**Selected extract**
==================================================
Summary: The New York Times and other corporate media continue to present themselves as defenders of democracy but fail to confront their complicity in the structures undermining democratic empowerment in the United States.
Yesterday morning, as I read the latest New York Times editorial about our constitutional crisis, it felt necessary to confront the foundational contradictions in its rhetoric about defending democracy.
Corporate Power in American Democracy
The New York Times is a shareholder corporation currently trading on the New York Stock Exchange with a valuation exceeding $8 billion. Its status as a shareholder corporation means that like every other publicly traded company, it is legally obligated to prioritize shareholder returns over social interests. Nowhere in the corporate governance documents for the media corporation will you find any mention of the word democracy or commitments to uphold the principles of the United States Constitution.
==================================================
**Supplied entries**
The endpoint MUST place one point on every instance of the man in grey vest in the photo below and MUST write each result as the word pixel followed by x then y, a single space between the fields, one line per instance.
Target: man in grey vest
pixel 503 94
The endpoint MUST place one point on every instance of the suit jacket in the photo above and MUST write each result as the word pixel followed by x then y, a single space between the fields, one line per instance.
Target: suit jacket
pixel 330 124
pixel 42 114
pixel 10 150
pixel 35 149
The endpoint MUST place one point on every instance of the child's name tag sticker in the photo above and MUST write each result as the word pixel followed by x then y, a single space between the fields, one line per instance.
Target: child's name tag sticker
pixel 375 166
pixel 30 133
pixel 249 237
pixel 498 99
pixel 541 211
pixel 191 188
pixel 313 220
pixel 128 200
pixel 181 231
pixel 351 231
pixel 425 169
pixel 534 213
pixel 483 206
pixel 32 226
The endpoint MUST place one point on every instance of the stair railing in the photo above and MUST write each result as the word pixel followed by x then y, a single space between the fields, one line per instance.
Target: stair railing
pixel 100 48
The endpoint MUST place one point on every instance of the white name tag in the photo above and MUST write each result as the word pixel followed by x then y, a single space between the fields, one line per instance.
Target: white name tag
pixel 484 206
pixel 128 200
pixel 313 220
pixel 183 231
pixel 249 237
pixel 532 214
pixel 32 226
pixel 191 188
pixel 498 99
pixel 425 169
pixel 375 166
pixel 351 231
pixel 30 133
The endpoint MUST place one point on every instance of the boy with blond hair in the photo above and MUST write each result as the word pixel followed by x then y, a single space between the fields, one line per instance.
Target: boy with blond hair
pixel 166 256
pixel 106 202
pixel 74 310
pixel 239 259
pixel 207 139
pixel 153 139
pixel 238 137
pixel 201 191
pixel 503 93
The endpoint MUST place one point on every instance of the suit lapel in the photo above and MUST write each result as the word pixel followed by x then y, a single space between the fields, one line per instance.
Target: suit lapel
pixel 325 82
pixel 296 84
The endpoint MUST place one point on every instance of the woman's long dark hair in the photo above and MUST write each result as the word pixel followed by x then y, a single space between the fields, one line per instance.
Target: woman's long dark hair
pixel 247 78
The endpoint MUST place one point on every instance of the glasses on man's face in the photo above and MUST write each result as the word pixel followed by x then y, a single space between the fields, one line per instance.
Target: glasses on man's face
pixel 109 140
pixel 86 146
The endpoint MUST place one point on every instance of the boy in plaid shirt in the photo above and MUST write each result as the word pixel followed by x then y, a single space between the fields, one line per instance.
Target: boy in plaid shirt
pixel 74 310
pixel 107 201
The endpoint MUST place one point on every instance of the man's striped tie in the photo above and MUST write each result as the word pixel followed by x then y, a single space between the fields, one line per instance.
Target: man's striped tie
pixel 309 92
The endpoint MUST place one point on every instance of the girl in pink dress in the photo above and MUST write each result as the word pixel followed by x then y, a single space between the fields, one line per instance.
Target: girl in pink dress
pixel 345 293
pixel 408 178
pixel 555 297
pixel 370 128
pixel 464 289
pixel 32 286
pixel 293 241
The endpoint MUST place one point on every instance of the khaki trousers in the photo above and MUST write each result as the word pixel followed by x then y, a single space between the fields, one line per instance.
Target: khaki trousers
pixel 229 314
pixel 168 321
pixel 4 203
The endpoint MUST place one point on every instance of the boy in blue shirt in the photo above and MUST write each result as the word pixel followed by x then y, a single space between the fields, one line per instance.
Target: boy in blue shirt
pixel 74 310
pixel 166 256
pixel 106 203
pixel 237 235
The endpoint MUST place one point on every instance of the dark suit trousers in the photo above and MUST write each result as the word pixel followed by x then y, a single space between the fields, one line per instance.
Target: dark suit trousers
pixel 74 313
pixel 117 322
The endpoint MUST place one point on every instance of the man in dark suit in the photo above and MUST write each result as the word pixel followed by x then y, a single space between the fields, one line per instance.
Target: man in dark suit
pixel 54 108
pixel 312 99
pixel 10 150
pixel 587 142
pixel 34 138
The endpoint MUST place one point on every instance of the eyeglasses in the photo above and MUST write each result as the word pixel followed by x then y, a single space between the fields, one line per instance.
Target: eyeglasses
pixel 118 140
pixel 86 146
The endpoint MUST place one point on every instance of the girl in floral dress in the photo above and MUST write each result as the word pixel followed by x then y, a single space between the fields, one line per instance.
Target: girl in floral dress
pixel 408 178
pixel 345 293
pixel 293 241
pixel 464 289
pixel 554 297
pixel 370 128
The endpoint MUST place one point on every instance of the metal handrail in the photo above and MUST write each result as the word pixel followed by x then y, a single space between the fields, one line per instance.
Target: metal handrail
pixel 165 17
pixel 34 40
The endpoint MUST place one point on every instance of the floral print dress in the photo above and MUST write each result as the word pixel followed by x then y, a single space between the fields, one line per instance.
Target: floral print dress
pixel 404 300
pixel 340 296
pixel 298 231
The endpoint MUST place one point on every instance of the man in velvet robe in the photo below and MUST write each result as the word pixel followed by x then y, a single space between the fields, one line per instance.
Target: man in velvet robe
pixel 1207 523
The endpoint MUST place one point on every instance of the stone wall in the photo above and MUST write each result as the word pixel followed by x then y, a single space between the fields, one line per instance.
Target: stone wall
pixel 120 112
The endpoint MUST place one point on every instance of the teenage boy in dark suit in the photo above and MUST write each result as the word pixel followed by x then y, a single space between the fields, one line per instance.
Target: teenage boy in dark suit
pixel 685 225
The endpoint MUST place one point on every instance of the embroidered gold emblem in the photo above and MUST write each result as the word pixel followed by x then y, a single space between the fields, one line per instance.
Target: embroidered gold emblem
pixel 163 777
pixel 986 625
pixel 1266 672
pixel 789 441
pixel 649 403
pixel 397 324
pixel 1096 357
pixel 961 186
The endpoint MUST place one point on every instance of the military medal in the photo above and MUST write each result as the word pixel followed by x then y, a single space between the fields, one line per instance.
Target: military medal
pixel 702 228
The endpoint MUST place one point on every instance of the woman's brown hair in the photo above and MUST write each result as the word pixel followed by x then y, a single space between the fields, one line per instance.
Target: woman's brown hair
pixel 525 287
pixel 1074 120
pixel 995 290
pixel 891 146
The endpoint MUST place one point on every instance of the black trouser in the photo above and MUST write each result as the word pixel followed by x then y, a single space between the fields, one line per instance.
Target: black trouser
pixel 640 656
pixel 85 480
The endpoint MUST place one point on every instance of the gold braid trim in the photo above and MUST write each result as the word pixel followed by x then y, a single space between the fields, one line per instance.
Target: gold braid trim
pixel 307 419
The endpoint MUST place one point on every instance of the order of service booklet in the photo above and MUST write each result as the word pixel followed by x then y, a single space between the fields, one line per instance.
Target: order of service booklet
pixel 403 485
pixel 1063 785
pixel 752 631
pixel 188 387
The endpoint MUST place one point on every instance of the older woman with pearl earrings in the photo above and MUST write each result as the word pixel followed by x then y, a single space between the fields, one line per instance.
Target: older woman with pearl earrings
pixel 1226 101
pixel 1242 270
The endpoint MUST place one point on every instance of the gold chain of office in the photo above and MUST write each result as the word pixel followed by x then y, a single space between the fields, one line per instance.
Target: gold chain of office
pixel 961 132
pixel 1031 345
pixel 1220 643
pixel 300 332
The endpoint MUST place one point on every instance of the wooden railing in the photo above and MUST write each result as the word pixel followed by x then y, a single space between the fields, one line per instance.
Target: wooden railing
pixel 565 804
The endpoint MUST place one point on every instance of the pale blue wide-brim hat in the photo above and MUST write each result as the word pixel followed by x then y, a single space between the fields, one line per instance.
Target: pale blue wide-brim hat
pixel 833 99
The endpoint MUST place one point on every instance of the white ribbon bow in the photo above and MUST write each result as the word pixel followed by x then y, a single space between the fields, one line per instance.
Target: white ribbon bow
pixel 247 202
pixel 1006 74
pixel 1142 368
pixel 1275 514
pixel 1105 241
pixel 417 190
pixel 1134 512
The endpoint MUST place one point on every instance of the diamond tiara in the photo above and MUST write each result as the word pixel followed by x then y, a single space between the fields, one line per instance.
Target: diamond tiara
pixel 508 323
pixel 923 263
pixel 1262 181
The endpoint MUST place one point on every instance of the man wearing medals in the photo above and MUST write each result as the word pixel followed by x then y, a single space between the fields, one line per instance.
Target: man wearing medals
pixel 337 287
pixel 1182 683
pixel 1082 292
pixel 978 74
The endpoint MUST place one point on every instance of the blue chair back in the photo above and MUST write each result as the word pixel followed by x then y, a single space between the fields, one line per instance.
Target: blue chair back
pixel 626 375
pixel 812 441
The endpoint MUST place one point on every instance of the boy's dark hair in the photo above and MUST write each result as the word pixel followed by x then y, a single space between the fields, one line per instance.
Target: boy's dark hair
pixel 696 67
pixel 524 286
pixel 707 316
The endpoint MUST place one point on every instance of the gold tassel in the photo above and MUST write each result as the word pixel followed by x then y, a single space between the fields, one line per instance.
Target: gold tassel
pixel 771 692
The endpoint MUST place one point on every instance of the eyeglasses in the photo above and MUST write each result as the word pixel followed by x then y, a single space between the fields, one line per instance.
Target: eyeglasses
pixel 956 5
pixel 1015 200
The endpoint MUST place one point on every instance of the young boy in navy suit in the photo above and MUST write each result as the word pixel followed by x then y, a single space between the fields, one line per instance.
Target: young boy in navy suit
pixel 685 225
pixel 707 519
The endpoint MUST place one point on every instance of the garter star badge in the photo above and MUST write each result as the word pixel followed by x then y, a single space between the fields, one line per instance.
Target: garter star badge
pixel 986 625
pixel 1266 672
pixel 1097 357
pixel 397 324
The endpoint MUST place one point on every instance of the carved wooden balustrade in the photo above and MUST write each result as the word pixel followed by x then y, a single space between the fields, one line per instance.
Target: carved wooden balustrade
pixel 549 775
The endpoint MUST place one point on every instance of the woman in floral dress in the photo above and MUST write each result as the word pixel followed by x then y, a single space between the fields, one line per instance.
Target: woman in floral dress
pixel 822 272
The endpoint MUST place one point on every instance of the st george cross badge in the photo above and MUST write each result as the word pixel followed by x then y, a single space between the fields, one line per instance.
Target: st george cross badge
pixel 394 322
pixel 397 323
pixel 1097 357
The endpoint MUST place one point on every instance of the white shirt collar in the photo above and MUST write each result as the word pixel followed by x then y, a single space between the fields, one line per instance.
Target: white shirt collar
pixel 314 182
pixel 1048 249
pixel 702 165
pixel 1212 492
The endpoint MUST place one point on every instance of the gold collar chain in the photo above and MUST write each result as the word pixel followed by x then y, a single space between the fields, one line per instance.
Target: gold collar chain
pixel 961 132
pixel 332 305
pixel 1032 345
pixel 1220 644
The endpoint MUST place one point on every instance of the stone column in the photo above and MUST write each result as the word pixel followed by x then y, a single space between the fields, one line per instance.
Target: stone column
==================================================
**To-do list**
**A)** Retype the essay on the New York Times and democracy from "Summary: The New" to "about defending democracy.".
**B)** Continue the essay on the New York Times and democracy, starting right after its last sentence.

**Answers to the exercises**
**A)**
Summary: The New York Times and other corporate media continue to present themselves as defenders of democracy but fail to confront their complicity in the structures undermining democratic empowerment in the United States.
Yesterday morning, as I read the latest New York Times editorial about our constitutional crisis, it felt necessary to confront the foundational contradictions in its rhetoric about defending democracy.

**B)**
Interestingly, the U.S. Constitution does not define a role for corporations in national governance, yet corporate interests have steadily expanded their civil rights and political power throughout American history. Through campaign financing, lobbying, regulatory capture, media monopolization, and more, corporate interests and institutions have positioned themselves as arbiters of power—ironically, in the name of democracy.
The recent New York Times editorial rightly warns of the current administration’s abuses of power, but it fails to acknowledge its own moral contradictions in championing principles it is not structured to defend. The Washington Post, which brands itself with the slogan 'Democracy Dies in Darkness,' now plays a similar game under the ownership of Jeff Bezos. Ahead of the most recent election, critical editorials and cartoons were blocked from publication—not in service of democracy, but to protect Bezos’ position in American plutocracy.1
If democracy is to mean more than plutocratic corruption and elitist virtue-signaling, then we must restore integrity to what it means to have a government by the people and for the people.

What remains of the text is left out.